WHAT TO WORK ON -
Rewrite the entries below with "keypoint" changed to "marker" throughout, leaving everything else as it is.

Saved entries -
+++

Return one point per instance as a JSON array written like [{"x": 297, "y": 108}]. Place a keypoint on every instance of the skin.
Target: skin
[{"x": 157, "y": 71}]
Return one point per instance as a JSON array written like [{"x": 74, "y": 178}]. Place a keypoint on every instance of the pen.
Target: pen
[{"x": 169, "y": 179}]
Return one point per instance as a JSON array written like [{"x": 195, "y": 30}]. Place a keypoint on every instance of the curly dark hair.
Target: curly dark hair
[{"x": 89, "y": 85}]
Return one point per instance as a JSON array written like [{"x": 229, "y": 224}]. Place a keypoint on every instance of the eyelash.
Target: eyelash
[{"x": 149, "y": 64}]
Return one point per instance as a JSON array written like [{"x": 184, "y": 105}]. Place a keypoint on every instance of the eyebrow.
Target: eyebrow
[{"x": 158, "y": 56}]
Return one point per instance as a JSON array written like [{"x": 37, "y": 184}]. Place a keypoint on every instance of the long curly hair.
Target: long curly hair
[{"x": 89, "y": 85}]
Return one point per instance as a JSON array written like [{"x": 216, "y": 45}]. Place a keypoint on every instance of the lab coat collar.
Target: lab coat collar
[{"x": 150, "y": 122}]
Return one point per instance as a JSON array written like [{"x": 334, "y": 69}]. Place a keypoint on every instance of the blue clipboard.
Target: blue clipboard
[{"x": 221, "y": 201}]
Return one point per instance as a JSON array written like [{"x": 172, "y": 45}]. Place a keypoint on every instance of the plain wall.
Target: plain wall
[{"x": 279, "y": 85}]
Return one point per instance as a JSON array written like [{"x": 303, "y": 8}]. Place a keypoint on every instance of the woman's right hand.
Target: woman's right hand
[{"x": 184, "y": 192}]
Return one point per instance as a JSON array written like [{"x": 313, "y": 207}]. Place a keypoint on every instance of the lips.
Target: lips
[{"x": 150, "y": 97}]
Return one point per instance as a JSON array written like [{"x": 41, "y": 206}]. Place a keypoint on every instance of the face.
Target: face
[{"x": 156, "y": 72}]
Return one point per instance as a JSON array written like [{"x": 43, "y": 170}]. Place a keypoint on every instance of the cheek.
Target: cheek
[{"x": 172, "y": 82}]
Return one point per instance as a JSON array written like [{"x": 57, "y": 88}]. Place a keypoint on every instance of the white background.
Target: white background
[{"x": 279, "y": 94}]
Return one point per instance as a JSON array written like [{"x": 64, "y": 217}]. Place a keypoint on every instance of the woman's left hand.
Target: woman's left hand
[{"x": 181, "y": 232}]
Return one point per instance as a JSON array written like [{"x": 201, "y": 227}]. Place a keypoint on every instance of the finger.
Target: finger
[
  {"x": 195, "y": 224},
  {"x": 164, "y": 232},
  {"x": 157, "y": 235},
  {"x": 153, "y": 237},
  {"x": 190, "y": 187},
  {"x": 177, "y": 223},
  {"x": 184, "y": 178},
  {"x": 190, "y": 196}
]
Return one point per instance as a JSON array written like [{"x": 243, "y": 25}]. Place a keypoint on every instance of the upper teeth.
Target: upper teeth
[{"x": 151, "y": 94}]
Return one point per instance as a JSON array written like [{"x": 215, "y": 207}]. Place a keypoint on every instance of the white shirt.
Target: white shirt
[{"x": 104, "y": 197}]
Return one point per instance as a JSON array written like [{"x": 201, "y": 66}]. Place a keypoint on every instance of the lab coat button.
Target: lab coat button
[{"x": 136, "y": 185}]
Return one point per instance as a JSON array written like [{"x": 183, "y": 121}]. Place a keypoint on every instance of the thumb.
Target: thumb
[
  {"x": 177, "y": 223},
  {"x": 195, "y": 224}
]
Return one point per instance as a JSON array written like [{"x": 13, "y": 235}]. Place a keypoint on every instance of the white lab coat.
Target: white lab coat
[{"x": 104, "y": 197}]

+++

TASK RESPONSE -
Return one point per instance as a JSON array written like [{"x": 297, "y": 108}]. Place a marker on every instance of the skin.
Target: skin
[{"x": 157, "y": 71}]
Return one point per instance as a JSON array written like [{"x": 74, "y": 178}]. Place a marker on every instance of the pen.
Target: pen
[{"x": 169, "y": 179}]
Return one point per instance as a JSON array written like [{"x": 195, "y": 30}]. Place a marker on every instance of the curly dark hair.
Target: curly dark hair
[{"x": 89, "y": 85}]
Return one point per instance as a JSON array written like [{"x": 229, "y": 224}]. Place a marker on every instance of the eyelash.
Target: eyelash
[{"x": 149, "y": 64}]
Return one point per instance as a JSON array written like [{"x": 184, "y": 105}]. Place a marker on every instance of the eyebrow.
Target: eyebrow
[{"x": 158, "y": 56}]
Return one point per instance as a JSON array written like [{"x": 37, "y": 184}]. Place a marker on every instance of the long curly hair.
Target: long curly hair
[{"x": 89, "y": 85}]
Return one point per instance as a JSON array written like [{"x": 216, "y": 45}]. Place a marker on every instance of the lab coat collar.
Target: lab coat collar
[{"x": 150, "y": 122}]
Return one point per instance as a JSON array written like [{"x": 334, "y": 69}]. Place a marker on every instance of the blue clipboard.
Target: blue clipboard
[{"x": 221, "y": 201}]
Return one point per instance as a JSON array written like [{"x": 172, "y": 45}]. Place a marker on every instance of the plain wall.
Target: plain wall
[{"x": 279, "y": 85}]
Return one point per instance as a JSON array written like [{"x": 303, "y": 8}]. Place a marker on every instance of the woman's right hand.
Target: woman's right hand
[{"x": 184, "y": 192}]
Return one point per instance as a JSON array written like [{"x": 313, "y": 207}]. Place a marker on every instance of the lips.
Target: lips
[{"x": 150, "y": 97}]
Return one point per instance as a JSON array written like [{"x": 41, "y": 206}]. Place a marker on every instance of the face.
Target: face
[{"x": 156, "y": 72}]
Return one point per instance as a JSON array written like [{"x": 43, "y": 170}]. Place a marker on every instance of the cheek.
Target: cheek
[{"x": 172, "y": 82}]
Return one point per instance as a JSON array written like [{"x": 57, "y": 88}]. Place a marker on every instance of the white background.
Target: white background
[{"x": 279, "y": 94}]
Return one point per instance as a JSON array written like [{"x": 64, "y": 217}]. Place a marker on every instance of the woman's left hand.
Target: woman's left hand
[{"x": 181, "y": 232}]
Return one point per instance as a JSON array written like [{"x": 201, "y": 227}]. Place a marker on every instance of the finger.
Target: finger
[
  {"x": 195, "y": 224},
  {"x": 164, "y": 232},
  {"x": 157, "y": 235},
  {"x": 153, "y": 237},
  {"x": 190, "y": 187},
  {"x": 177, "y": 223},
  {"x": 184, "y": 178},
  {"x": 190, "y": 196}
]
Return one point per instance as a JSON array written like [{"x": 243, "y": 25}]. Place a marker on every instance of the upper teeth.
Target: upper teeth
[{"x": 151, "y": 94}]
Return one point per instance as a JSON array written like [{"x": 215, "y": 207}]. Place a marker on every instance of the white shirt.
Target: white shirt
[{"x": 104, "y": 197}]
Return one point per instance as a JSON array written like [{"x": 201, "y": 66}]. Place a marker on every instance of the lab coat button.
Target: lab coat button
[{"x": 136, "y": 185}]
Return one point per instance as a JSON array written like [{"x": 183, "y": 121}]. Place a marker on every instance of the thumb.
Target: thumb
[
  {"x": 177, "y": 223},
  {"x": 195, "y": 224}
]
Return one point per instance as a JSON array written like [{"x": 13, "y": 235}]. Place a marker on every instance of the white lab coat.
Target: white lab coat
[{"x": 104, "y": 197}]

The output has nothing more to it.